» **Extracted text**:
== Segment start ==

Our results, which employ single amino-acid fragments, are extremely encouraging. The data indicate that absolute free energies for small peptides can be calculated rapidly and reliably. Specifically, high-precision free energy estimates, with fluctuations of ~ 0.3 kcal/mole, are obtained for 52-atom tetra-alanine in less than an hour of single-processor computing time, with a simple dielectric "solvent". We check our data by comparing the equilibrium ensembles (obtained simultaneously with the free energy estimates) with independent Langevin simulations. As a further check, in one case, the free energy results are verified by an independent calculation using different fragments.

The remaining sections of the paper describe the methods, results, and our conclusions. Our methods section provides full details for performing the calculations, including the generation of fragment libraries and interaction tables. We also correct a technical error in our earlier study.3 Our results describe both the free energy values and the analysis of the equilibrium ensembles. Our discussion section describes possible improvements to the method and extension to the estimation of relative binding affinities using absolute free energies.


Our basic approach is to calculate the free energy of the physical system of interest based on the difference from a known reference system, as in Eq. (1), and also to stage the calculation using molecular fragments. The fragments not only permit the gradual staging of the calculation but also a tremendous savings of computer time based on the storage of (i) fragment configurations, (ii) energies internal to each fragment configuration, and (iii) interaction energies between covalently bonded fragments. The low cost and high precision of the resulting estimates suggests we are far from the practical limit of the approach in the present implementation. However, a number of improvements to the implementation appear to be within easy reach, as described in our Discussion. All fragment libraries used in the present calculations are available at our website (

A. Model and systems

All calculations employ a standard atomistic forcefield, OPLS-AA36 at T = 298K. In the present report, our fragments are individual amino acids and capping groups. For simplicity in this initial investigation, we model the solvent by a simple uniform dielectric constant ε = 60. We compute free energy estimates for alanine dipeptide (Ace-Ala-Nme), di-alanine (Ace-(Ala)2-Nme), and tetra-alanine (Ace-(Ala)4-Nme). Following standard conventions, Ace is Acetyl (CH3-CO), Ala is Alanine (NH-CH(CH3)-CO), and Nme is N-methylamide (NH-CH3).

B. A simple example

Consider the calculation of the configurational free energy of alanine dipeptide based on a division into three fragments (Ace, Ala, Nme) which can be denoted (A, B, C) respectively (see Fig. 1). We will discuss this example qualitatively, to give the reader a sense of what to expect. Full details and all equations will be presented in succeeding subsections.

Figure 1
Stages for calculating the absolute free energy of a molecule by combining three fragments, based on Eq. (9). Connecting lines schematize full interactions between fragments, including both bonded and non-bonded atomistic terms, (a) The first intermediate ...

== Segment end ==

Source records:
== Segment start ==

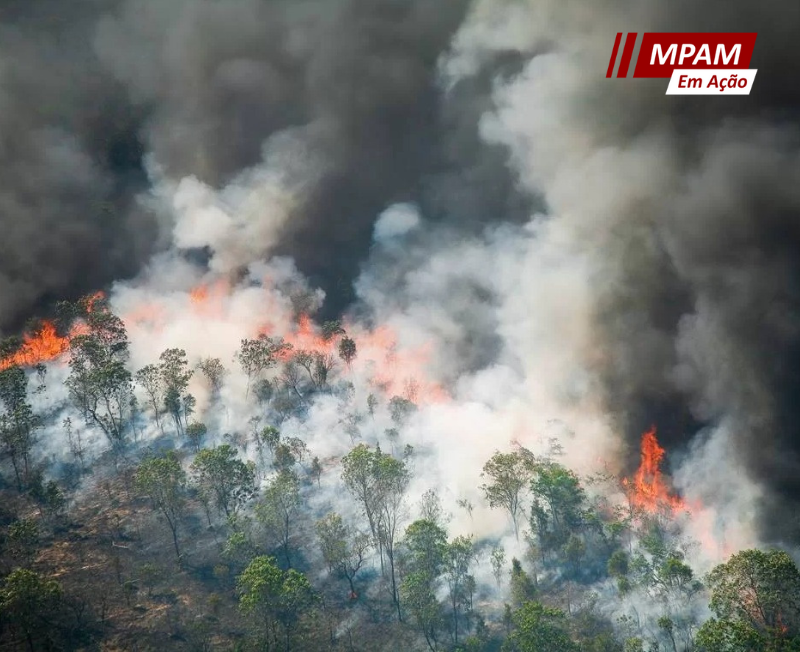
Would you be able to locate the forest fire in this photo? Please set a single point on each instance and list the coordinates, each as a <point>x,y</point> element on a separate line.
<point>41,346</point>
<point>45,344</point>
<point>647,490</point>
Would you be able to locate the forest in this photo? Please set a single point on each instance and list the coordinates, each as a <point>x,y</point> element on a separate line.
<point>133,519</point>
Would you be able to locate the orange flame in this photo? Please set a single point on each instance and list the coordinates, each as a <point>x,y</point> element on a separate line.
<point>648,490</point>
<point>41,346</point>
<point>45,344</point>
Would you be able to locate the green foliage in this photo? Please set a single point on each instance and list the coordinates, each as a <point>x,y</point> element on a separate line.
<point>99,382</point>
<point>522,587</point>
<point>426,544</point>
<point>508,474</point>
<point>558,506</point>
<point>18,422</point>
<point>343,548</point>
<point>274,596</point>
<point>756,598</point>
<point>221,477</point>
<point>163,480</point>
<point>420,601</point>
<point>347,350</point>
<point>538,628</point>
<point>378,482</point>
<point>278,508</point>
<point>255,356</point>
<point>28,602</point>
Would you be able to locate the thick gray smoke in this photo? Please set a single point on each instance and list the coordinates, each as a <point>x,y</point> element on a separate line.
<point>658,278</point>
<point>87,88</point>
<point>688,208</point>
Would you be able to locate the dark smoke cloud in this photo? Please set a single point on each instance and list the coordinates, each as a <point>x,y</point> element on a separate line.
<point>70,160</point>
<point>702,320</point>
<point>358,77</point>
<point>200,86</point>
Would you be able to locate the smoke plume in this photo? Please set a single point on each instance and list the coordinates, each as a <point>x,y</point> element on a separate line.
<point>555,254</point>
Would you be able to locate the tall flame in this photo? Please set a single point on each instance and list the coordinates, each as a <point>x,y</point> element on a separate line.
<point>648,490</point>
<point>45,344</point>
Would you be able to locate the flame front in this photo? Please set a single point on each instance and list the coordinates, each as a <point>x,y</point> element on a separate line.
<point>44,345</point>
<point>648,491</point>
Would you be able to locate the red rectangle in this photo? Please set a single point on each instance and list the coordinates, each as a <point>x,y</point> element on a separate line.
<point>627,51</point>
<point>613,58</point>
<point>662,52</point>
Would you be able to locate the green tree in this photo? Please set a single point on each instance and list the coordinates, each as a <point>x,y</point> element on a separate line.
<point>277,598</point>
<point>151,380</point>
<point>378,482</point>
<point>27,603</point>
<point>427,549</point>
<point>223,478</point>
<point>278,509</point>
<point>460,584</point>
<point>508,474</point>
<point>99,382</point>
<point>420,601</point>
<point>755,596</point>
<point>163,481</point>
<point>537,628</point>
<point>522,587</point>
<point>344,549</point>
<point>347,350</point>
<point>214,373</point>
<point>258,355</point>
<point>18,422</point>
<point>195,433</point>
<point>176,374</point>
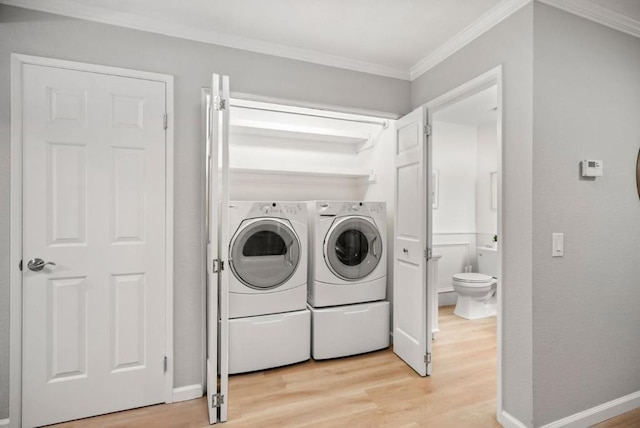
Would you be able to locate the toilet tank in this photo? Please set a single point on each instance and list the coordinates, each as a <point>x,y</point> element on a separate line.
<point>488,261</point>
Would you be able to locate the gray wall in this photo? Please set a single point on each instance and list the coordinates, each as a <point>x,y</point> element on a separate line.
<point>191,63</point>
<point>510,43</point>
<point>586,320</point>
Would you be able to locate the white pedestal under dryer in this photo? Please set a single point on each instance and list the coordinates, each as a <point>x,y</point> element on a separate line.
<point>269,324</point>
<point>347,278</point>
<point>347,252</point>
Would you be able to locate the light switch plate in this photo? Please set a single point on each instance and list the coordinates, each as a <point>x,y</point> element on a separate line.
<point>557,244</point>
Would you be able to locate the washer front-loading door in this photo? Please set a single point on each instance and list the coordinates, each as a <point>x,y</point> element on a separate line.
<point>264,253</point>
<point>352,247</point>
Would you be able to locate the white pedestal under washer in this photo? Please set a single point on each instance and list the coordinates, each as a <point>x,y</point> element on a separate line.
<point>267,258</point>
<point>347,252</point>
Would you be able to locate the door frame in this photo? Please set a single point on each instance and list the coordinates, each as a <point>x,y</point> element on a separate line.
<point>18,61</point>
<point>493,77</point>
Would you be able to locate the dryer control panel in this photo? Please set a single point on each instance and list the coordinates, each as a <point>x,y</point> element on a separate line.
<point>291,210</point>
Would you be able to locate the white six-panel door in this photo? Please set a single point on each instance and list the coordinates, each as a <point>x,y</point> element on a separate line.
<point>411,323</point>
<point>93,204</point>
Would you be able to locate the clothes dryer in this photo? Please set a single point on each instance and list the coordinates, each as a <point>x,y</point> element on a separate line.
<point>267,258</point>
<point>347,252</point>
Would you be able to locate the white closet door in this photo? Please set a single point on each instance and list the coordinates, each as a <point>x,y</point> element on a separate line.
<point>217,250</point>
<point>94,204</point>
<point>411,323</point>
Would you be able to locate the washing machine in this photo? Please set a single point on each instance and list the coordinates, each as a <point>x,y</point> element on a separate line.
<point>347,252</point>
<point>269,324</point>
<point>267,258</point>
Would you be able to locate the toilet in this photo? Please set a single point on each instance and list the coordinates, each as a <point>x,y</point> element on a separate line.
<point>476,290</point>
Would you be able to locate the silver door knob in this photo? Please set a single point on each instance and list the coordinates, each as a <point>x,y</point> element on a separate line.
<point>37,264</point>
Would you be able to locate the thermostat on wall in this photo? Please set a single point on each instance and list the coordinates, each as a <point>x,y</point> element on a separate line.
<point>591,168</point>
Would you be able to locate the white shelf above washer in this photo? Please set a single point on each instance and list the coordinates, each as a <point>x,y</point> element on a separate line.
<point>300,132</point>
<point>307,172</point>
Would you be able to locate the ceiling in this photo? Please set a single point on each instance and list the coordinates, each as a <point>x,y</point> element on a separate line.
<point>395,38</point>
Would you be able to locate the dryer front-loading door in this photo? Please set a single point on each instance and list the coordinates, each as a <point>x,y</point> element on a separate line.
<point>353,248</point>
<point>265,253</point>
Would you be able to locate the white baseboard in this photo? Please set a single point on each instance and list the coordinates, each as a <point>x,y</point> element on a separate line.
<point>508,421</point>
<point>599,413</point>
<point>189,392</point>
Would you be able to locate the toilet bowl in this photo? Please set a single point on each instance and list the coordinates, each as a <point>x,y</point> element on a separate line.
<point>475,295</point>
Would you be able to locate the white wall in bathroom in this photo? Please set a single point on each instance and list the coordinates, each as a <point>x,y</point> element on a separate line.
<point>455,149</point>
<point>454,157</point>
<point>464,157</point>
<point>487,163</point>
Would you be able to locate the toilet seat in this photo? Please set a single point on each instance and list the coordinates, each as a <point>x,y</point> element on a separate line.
<point>473,279</point>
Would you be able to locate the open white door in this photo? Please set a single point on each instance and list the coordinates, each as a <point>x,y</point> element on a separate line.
<point>217,120</point>
<point>411,321</point>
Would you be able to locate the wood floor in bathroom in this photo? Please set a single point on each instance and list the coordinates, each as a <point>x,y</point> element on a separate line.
<point>371,390</point>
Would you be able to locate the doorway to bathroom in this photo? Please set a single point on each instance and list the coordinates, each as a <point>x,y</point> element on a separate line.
<point>464,225</point>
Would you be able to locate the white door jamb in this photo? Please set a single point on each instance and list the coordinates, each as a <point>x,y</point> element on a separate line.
<point>490,78</point>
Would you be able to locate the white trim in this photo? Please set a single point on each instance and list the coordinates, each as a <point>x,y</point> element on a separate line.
<point>599,413</point>
<point>508,421</point>
<point>169,226</point>
<point>330,110</point>
<point>454,233</point>
<point>189,392</point>
<point>490,78</point>
<point>15,277</point>
<point>483,24</point>
<point>596,13</point>
<point>207,35</point>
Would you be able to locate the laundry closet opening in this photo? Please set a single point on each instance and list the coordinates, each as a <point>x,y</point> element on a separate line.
<point>300,203</point>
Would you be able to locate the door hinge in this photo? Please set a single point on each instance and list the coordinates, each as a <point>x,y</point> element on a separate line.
<point>219,103</point>
<point>218,265</point>
<point>217,400</point>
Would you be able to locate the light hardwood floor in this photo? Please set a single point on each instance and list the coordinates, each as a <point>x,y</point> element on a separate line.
<point>371,390</point>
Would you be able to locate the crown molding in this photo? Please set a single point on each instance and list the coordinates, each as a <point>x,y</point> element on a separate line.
<point>487,21</point>
<point>121,19</point>
<point>596,13</point>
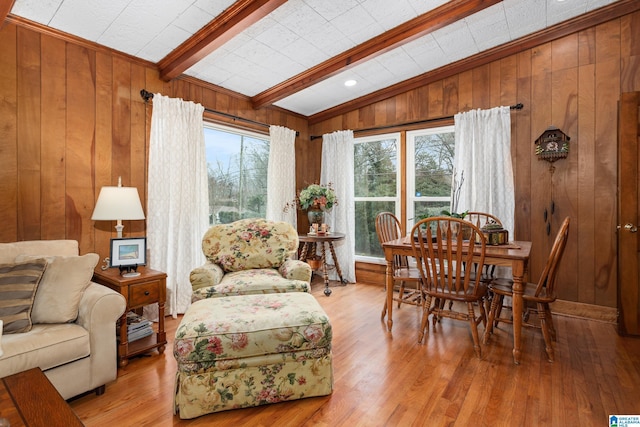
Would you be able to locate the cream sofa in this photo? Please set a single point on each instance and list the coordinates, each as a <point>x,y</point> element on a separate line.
<point>79,355</point>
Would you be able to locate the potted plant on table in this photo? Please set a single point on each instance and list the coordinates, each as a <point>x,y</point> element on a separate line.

== Segment end ==

» **Your tasks**:
1. According to the text on peptide free energy calculations, why do the molecular fragments save so much computer time?
2. Transcribe the part of the text on peptide free energy calculations starting with "B. A simple" and going on through "first intermediate ...".
Rely only on the text to complete these tasks.

» **Response list**:
1. The fragments save a tremendous amount of computer time because the method stores fragment configurations, the energies internal to each fragment configuration, and the interaction energies between covalently bonded fragments.

2.
B. A simple example

Consider the calculation of the configurational free energy of alanine dipeptide based on a division into three fragments (Ace, Ala, Nme) which can be denoted (A, B, C) respectively (see Fig. 1). We will discuss this example qualitatively, to give the reader a sense of what to expect. Full details and all equations will be presented in succeeding subsections.

Figure 1
Stages for calculating the absolute free energy of a molecule by combining three fragments, based on Eq. (9). Connecting lines schematize full interactions between fragments, including both bonded and non-bonded atomistic terms, (a) The first intermediate ...